Problem requirements:
When the line containing "Locates the mottled" appears in the entries below, begin printing there and stop after the line containing "Locates the steep"; print each of those lines exactly and no other line.
*** Provided data ***
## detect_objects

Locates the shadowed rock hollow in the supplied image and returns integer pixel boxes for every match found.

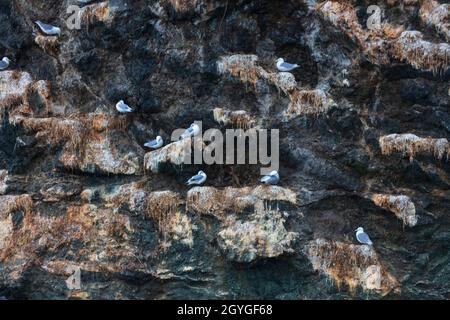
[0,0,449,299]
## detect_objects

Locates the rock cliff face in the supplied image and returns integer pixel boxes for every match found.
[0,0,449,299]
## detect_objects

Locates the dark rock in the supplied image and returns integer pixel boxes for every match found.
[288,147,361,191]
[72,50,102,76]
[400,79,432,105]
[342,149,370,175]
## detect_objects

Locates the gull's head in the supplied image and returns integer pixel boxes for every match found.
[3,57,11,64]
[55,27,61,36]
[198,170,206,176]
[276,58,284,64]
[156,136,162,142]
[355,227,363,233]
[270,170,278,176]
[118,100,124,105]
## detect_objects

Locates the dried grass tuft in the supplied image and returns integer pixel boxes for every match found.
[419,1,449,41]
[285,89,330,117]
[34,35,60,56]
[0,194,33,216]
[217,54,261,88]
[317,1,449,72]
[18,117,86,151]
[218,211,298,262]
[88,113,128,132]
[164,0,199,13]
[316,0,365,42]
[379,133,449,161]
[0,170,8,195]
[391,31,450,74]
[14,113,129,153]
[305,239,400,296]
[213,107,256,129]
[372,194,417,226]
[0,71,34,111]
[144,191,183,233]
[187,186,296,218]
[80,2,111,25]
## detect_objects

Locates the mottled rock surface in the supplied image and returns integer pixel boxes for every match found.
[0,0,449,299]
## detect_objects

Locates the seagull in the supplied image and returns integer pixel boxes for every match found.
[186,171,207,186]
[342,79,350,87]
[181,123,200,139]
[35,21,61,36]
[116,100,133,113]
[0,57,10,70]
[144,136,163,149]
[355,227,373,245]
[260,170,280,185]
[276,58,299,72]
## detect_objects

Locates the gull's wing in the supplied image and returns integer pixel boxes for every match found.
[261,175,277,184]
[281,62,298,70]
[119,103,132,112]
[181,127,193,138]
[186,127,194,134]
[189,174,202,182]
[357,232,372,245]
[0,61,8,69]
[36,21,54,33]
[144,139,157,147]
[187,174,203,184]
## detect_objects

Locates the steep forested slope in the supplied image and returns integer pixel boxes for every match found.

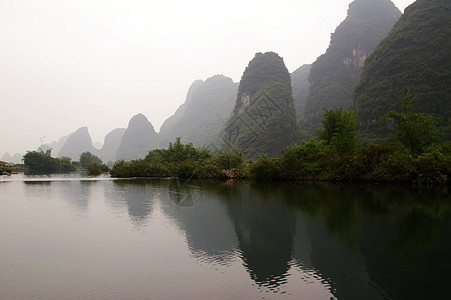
*** End of Provided data ***
*** Provided data ***
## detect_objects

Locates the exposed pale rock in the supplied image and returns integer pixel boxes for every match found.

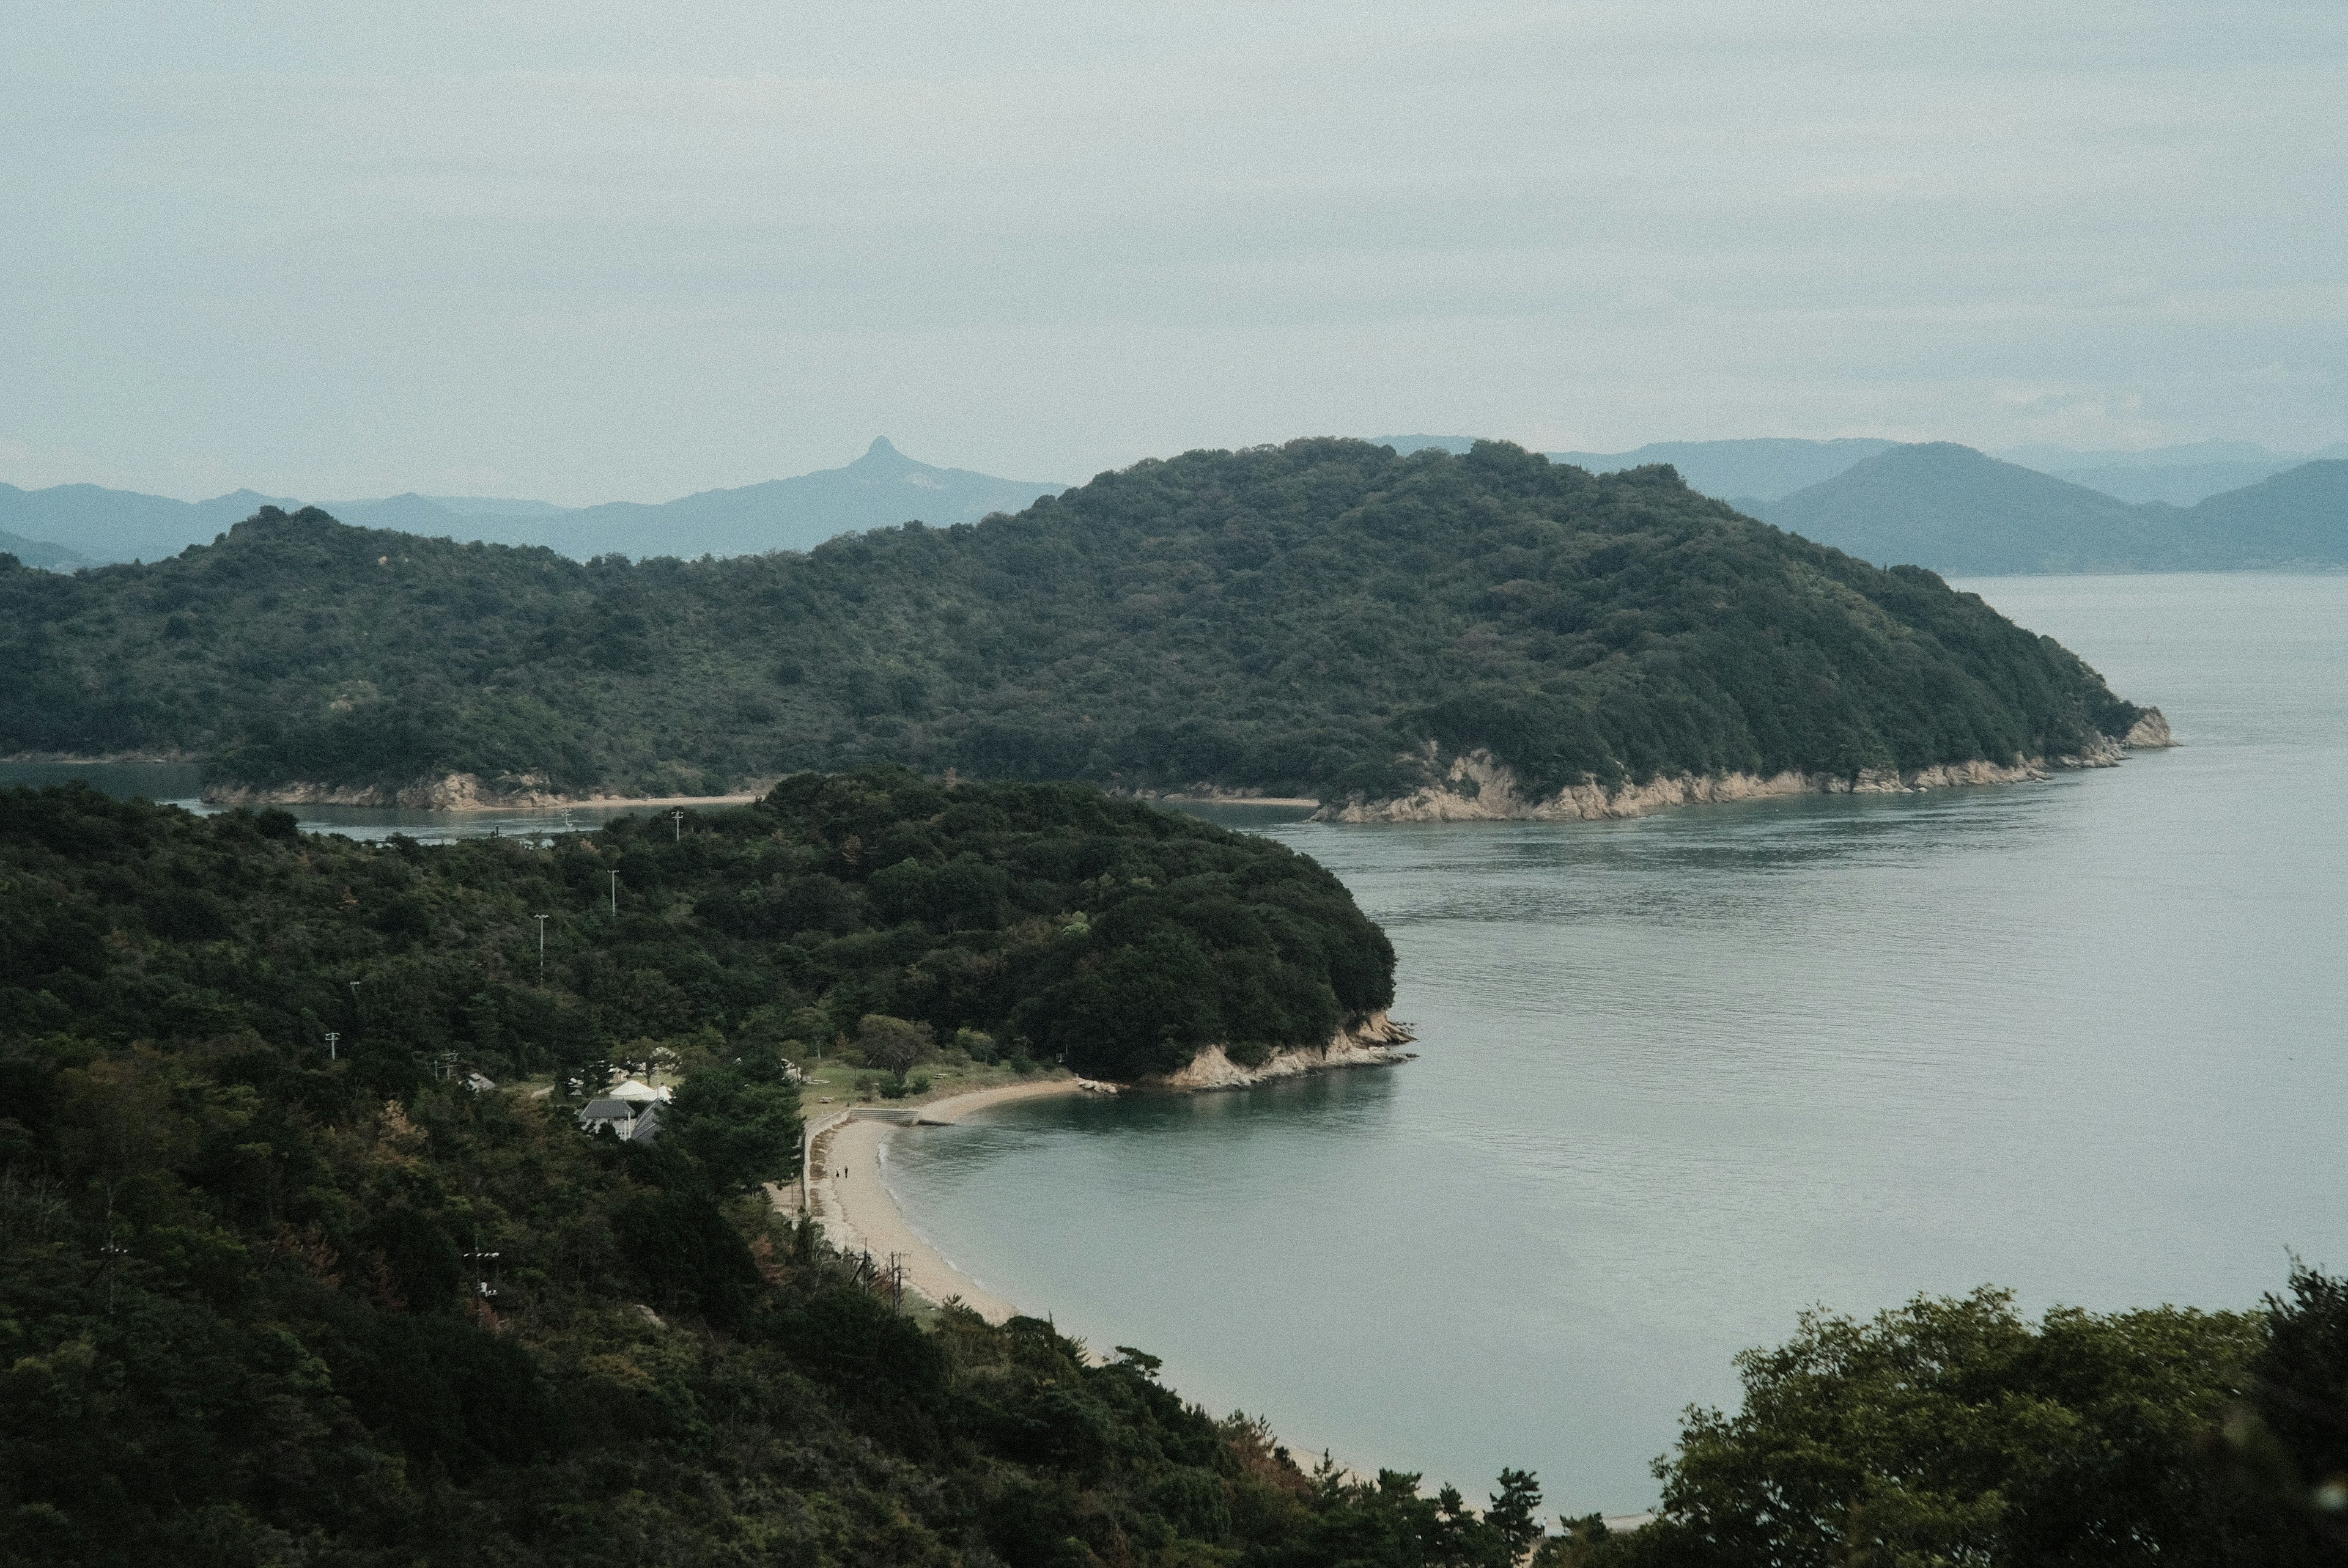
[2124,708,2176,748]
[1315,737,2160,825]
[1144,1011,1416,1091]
*** End of Provided data ***
The completed task:
Locates the mottled rock surface in the supplied image and returns integer pixel boxes for every match found.
[0,0,449,299]
## detect_objects

Locates the seagull in the supplied image and returns integer pixel boxes for every match found.
[186,171,207,186]
[342,79,350,87]
[181,123,200,139]
[35,21,61,36]
[116,100,133,113]
[0,57,10,70]
[144,136,163,149]
[355,227,373,245]
[260,170,280,185]
[276,58,299,72]
## detect_objects

Locates the gull's wing in the supplied image and returns integer pixel boxes for every match found.
[261,175,277,184]
[281,62,298,70]
[119,103,132,112]
[181,127,193,138]
[186,127,194,134]
[189,174,202,182]
[357,232,372,245]
[0,61,8,69]
[36,21,54,33]
[144,139,157,147]
[187,174,203,184]
## detect_objects

Locates the steep forested slope in the supplied image and returns integer pixel boxes for every match found.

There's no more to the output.